### Objective:
Rewrite the data below, changing every "propeller" to "airscrew" and leaving everything else untouched. Omit the pictures from your version.

## Start Material shown

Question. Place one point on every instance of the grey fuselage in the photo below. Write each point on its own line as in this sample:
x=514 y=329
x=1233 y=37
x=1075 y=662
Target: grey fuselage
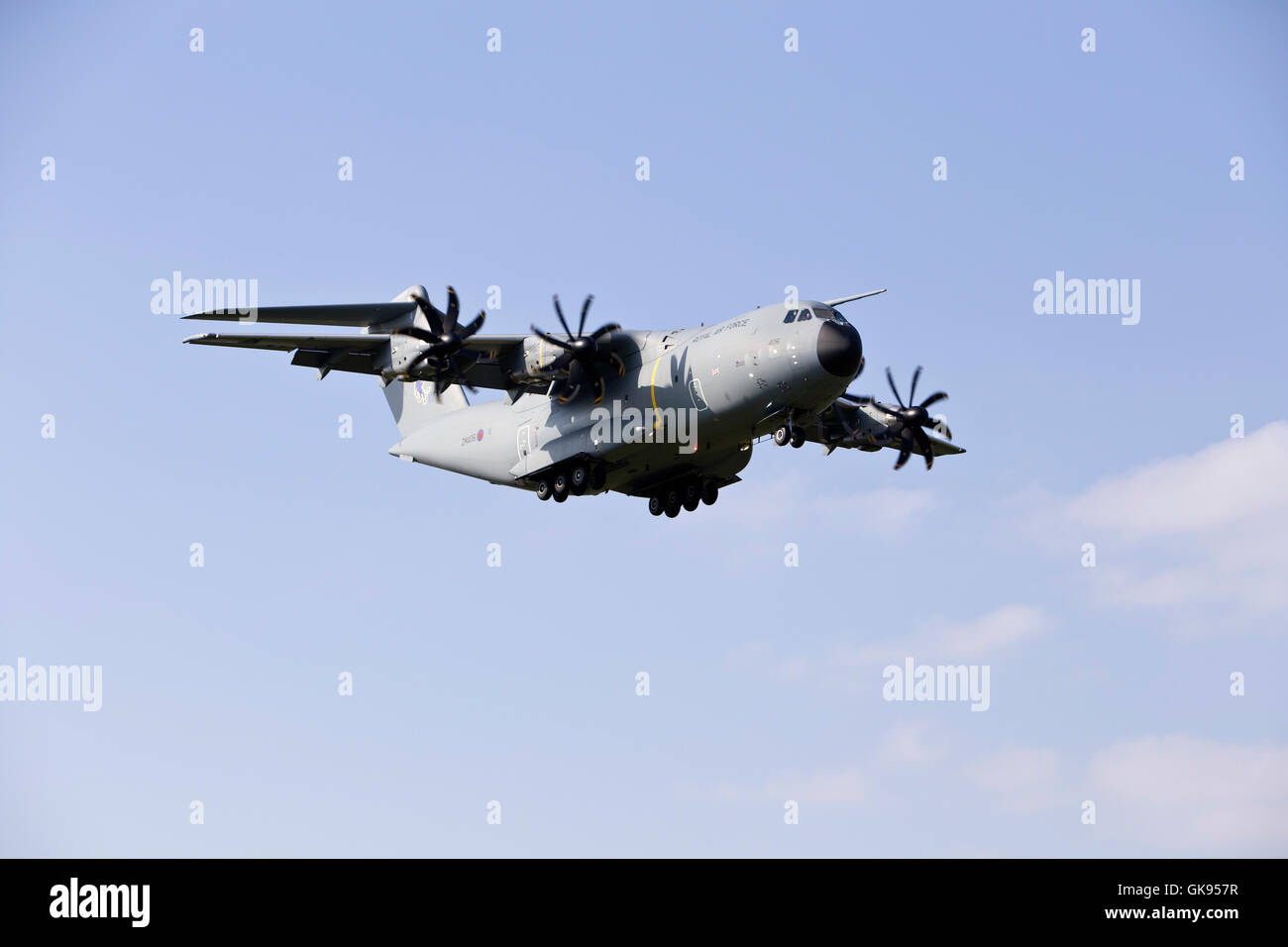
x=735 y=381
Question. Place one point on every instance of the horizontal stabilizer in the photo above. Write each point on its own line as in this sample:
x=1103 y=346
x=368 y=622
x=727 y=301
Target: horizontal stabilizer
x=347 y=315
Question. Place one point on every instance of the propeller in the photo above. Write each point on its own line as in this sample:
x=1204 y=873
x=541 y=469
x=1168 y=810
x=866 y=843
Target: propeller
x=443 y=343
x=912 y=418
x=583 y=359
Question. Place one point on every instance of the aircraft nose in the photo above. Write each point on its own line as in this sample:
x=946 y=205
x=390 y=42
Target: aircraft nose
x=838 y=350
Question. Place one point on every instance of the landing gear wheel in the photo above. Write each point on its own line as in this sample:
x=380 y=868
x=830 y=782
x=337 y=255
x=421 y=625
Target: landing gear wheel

## End Material shown

### Completed exercise:
Question. Place one point on every instance of the grey fuselage in the photo below. Write each point on its own line as in this sample:
x=514 y=329
x=1233 y=37
x=1075 y=662
Target: grey fuselage
x=735 y=381
Question. Place one point on every instance of the horizontal stabilizer in the photo above. Write each point on its own line as in this sample:
x=1103 y=346
x=368 y=622
x=727 y=301
Target: horizontal stabilizer
x=347 y=315
Question. Place one point on every instance of the airscrew in the photo above. Write each point on its own line as in this sample:
x=1204 y=873
x=541 y=469
x=1168 y=810
x=866 y=843
Target: airscrew
x=443 y=343
x=912 y=418
x=583 y=359
Question. Place one point on every instance of the aircraft nose in the photo above. Write each point on its own line as in this sample:
x=946 y=205
x=390 y=42
Target: aircraft nose
x=838 y=350
Question. Place one point on every instance of the landing gear wheel in the photo above. Write each point on its own line as in this sample:
x=380 y=868
x=830 y=782
x=337 y=255
x=421 y=625
Target: landing gear wheel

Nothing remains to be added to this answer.